▶

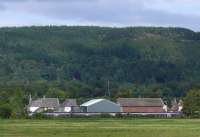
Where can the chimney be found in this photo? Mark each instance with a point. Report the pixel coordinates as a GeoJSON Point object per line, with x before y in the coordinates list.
{"type": "Point", "coordinates": [30, 99]}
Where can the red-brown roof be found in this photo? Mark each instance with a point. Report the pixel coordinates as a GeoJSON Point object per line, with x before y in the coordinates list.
{"type": "Point", "coordinates": [140, 102]}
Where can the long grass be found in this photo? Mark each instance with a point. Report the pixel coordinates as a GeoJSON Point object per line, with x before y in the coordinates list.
{"type": "Point", "coordinates": [100, 128]}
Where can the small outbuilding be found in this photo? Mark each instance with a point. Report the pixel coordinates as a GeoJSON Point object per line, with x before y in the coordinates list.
{"type": "Point", "coordinates": [43, 104]}
{"type": "Point", "coordinates": [100, 106]}
{"type": "Point", "coordinates": [69, 105]}
{"type": "Point", "coordinates": [142, 105]}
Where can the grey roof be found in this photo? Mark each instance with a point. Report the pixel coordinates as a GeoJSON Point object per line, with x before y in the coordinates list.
{"type": "Point", "coordinates": [69, 103]}
{"type": "Point", "coordinates": [140, 102]}
{"type": "Point", "coordinates": [45, 102]}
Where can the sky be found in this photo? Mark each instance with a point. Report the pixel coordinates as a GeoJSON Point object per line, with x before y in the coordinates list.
{"type": "Point", "coordinates": [111, 13]}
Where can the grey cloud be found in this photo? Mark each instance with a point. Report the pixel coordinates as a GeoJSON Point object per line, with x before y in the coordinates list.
{"type": "Point", "coordinates": [123, 12]}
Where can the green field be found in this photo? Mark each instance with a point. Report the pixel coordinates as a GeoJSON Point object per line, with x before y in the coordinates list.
{"type": "Point", "coordinates": [100, 128]}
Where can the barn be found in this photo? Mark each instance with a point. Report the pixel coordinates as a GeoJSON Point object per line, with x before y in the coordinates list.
{"type": "Point", "coordinates": [43, 104]}
{"type": "Point", "coordinates": [69, 105]}
{"type": "Point", "coordinates": [142, 105]}
{"type": "Point", "coordinates": [100, 106]}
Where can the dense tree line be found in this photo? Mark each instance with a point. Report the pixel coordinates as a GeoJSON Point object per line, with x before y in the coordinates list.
{"type": "Point", "coordinates": [77, 62]}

◀

» **Your objective**
Begin with the line that contains "Where can the sky" and set down each line exactly until the records above end, including the final line.

» **Expected output**
Where can the sky be found in this photo? Mark each instance with a point. Report the pixel coordinates as a GeoJSON Point object per line, with x before y in the coordinates list.
{"type": "Point", "coordinates": [111, 13]}
Where can the grey cloud be found in this photo? Mark each instance with a point. Report the pixel coordinates as a GeoJSON Point object per line, with x before y in the coordinates list.
{"type": "Point", "coordinates": [123, 12]}
Where can the green field be found in this photo? Mark each instance with a point. Report the pixel coordinates as a GeoJSON Point object per line, with x before y in the coordinates list.
{"type": "Point", "coordinates": [100, 128]}
Where can the barn be found in this photo? Mark each instance with a point. Report the pixel coordinates as a GeoJSON Point object per line, with x before y in the coordinates list.
{"type": "Point", "coordinates": [43, 104]}
{"type": "Point", "coordinates": [69, 105]}
{"type": "Point", "coordinates": [142, 105]}
{"type": "Point", "coordinates": [100, 106]}
Where can the dense tree line be found in this photo? Mark each instance with a point. Report the pixel coordinates as a GeoJSON Point object per line, with x before y in the coordinates list.
{"type": "Point", "coordinates": [77, 62]}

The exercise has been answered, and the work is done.